• **Input data**:
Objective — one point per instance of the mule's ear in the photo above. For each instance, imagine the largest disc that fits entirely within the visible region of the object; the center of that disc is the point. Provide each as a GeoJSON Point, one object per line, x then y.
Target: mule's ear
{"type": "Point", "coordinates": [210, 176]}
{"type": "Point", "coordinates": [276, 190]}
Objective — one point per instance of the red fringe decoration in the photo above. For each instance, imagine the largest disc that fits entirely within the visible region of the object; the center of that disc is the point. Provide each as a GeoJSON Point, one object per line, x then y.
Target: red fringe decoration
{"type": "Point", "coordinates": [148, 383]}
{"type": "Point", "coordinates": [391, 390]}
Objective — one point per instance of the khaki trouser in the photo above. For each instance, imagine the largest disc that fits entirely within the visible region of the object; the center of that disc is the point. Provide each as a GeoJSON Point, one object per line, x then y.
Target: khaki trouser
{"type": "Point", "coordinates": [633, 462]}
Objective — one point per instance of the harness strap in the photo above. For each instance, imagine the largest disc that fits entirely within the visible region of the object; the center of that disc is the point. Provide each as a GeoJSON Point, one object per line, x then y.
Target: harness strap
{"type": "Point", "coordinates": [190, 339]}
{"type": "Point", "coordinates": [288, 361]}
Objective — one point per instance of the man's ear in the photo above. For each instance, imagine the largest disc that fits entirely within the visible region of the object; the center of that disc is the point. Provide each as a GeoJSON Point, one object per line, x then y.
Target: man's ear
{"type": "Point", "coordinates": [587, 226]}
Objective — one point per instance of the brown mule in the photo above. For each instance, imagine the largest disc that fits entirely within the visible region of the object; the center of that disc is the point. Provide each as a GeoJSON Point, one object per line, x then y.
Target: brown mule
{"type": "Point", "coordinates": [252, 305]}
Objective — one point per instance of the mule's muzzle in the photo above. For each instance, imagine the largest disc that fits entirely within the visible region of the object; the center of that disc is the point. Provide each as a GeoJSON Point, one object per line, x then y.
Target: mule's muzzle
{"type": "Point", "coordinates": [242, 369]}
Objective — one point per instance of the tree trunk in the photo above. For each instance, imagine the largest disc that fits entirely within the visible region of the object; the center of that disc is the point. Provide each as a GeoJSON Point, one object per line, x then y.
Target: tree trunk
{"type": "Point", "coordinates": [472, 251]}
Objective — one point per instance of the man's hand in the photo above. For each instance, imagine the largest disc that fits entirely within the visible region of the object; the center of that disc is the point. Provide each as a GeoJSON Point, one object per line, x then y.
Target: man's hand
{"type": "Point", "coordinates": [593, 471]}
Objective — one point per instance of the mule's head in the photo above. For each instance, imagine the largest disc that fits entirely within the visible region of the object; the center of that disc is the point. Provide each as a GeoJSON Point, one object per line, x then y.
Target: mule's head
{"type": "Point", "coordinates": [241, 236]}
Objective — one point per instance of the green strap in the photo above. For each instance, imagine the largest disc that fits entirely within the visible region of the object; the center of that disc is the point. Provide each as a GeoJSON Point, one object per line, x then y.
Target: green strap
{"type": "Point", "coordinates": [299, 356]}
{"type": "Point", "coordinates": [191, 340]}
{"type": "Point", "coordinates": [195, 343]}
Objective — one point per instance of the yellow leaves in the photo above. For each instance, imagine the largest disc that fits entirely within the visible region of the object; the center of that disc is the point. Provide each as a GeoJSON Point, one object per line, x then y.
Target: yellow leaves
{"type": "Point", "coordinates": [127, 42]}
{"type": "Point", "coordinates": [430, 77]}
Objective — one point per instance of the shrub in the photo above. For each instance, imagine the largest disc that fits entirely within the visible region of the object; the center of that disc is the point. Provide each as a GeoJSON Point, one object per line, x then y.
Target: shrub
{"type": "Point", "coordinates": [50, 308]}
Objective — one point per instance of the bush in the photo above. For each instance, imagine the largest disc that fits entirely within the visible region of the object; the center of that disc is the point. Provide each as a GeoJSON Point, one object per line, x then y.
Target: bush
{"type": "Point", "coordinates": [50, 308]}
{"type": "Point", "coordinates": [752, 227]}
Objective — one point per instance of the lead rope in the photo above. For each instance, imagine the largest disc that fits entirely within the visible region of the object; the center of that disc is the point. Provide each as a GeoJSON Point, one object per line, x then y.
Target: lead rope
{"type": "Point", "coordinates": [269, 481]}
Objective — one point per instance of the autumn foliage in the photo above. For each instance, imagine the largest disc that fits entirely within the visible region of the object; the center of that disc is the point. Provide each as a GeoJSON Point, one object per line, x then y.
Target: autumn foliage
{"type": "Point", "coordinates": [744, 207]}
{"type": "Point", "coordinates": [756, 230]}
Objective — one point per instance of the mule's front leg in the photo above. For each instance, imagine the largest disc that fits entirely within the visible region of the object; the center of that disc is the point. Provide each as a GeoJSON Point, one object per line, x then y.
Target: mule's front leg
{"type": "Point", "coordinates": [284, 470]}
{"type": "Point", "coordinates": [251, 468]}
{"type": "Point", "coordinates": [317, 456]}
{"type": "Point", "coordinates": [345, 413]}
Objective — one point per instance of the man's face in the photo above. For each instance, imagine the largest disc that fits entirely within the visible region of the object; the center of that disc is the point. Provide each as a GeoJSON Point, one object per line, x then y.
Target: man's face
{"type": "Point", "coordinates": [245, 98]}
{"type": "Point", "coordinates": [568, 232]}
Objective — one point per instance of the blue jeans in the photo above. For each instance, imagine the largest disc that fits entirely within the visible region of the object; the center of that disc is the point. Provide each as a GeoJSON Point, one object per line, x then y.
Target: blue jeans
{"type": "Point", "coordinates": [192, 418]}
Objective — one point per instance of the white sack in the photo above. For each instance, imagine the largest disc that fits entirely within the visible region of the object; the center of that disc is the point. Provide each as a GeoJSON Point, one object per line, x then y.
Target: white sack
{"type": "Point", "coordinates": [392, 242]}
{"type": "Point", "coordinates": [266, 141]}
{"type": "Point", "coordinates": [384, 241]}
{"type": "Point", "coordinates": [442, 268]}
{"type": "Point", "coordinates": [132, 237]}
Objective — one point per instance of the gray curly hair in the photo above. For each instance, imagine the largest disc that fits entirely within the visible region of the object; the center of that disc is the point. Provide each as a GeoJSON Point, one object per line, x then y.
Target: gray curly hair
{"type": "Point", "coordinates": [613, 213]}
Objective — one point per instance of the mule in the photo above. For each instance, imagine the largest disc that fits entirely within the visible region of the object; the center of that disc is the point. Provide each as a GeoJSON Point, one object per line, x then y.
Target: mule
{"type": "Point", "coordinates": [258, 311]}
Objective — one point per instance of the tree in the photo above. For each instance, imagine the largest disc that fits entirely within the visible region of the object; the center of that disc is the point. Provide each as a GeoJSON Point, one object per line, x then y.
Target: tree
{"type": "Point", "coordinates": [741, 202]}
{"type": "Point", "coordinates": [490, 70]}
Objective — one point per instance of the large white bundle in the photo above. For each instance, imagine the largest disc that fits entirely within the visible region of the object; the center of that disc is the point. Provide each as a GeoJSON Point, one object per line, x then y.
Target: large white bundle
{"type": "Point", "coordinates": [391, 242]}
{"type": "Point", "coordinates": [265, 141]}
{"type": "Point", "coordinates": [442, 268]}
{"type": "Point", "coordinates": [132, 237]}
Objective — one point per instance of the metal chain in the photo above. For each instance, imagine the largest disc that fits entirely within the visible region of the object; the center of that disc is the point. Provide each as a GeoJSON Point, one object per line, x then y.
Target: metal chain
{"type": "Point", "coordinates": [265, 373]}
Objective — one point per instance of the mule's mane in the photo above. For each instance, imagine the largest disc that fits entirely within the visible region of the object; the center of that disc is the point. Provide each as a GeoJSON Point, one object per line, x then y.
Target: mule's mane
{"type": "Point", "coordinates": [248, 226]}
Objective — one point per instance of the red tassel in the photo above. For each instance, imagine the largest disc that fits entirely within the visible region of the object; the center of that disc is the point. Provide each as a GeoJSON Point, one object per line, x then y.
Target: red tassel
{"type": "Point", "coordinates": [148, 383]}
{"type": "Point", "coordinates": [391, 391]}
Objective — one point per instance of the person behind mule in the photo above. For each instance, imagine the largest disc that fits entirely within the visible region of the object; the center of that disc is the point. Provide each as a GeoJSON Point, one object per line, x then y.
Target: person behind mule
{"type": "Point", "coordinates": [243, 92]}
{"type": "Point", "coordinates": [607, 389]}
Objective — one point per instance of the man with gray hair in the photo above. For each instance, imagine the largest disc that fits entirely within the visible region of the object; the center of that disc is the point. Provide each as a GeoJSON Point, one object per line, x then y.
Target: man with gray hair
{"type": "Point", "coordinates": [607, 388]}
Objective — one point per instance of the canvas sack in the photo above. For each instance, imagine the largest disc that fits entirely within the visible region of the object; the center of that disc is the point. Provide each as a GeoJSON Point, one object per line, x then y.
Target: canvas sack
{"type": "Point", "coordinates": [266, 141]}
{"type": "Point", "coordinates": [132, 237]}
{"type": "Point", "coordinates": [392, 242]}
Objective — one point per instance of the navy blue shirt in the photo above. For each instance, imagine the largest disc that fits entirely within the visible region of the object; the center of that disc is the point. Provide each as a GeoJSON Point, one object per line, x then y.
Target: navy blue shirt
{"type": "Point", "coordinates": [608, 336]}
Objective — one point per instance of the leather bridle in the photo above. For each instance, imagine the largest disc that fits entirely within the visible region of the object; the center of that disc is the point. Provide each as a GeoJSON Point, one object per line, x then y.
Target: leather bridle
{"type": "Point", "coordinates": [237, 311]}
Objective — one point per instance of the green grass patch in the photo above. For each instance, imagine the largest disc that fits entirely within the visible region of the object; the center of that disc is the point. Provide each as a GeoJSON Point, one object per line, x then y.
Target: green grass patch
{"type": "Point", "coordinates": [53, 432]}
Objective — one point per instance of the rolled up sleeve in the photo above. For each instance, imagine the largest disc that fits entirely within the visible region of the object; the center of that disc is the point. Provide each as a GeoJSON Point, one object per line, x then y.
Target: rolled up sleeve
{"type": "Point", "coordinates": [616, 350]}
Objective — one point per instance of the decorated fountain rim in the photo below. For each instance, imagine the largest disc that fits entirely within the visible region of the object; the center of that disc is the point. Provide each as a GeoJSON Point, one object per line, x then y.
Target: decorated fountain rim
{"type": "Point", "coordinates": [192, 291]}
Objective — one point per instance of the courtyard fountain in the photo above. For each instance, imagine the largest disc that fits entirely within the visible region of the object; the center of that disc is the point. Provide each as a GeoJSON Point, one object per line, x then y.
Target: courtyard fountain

• **Problem**: Take exactly the lines from the one containing "Objective — one point per instance of the green strap" through the one containing "Objective — one point per instance of the bush" in the data above, and output them with nothing added.

• **Answer section**:
Objective — one point per instance of the green strap in the photo above. For each instance, imagine the largest disc that fits entirely within the visible region of the object; the center of that disc is the point. Provide each as a GeoJSON Point, one object per line, x then y.
Target: green strap
{"type": "Point", "coordinates": [299, 356]}
{"type": "Point", "coordinates": [191, 340]}
{"type": "Point", "coordinates": [195, 343]}
Objective — one point per instance of the yellow leaves in the photo above. For each instance, imagine the largest disc that fits entirely within the visible region of the object; the center of that disc is the point. Provide each as a GeoJSON Point, one object per line, x then y.
Target: yellow leaves
{"type": "Point", "coordinates": [127, 42]}
{"type": "Point", "coordinates": [430, 77]}
Objective — one point per instance of the shrub in the photo above. For each instance, imagine the largest disc that fits entirely within the visible region of the object; the center of that disc is the point. Provide each as a GeoJSON Point, one object per line, x then y.
Target: shrub
{"type": "Point", "coordinates": [50, 308]}
Objective — one point per instance of the bush in the photo above. For each instance, imagine the largest disc that fits entirely within the visible region of the object; the center of that disc is the point. Provide each as a GeoJSON Point, one object per line, x then y.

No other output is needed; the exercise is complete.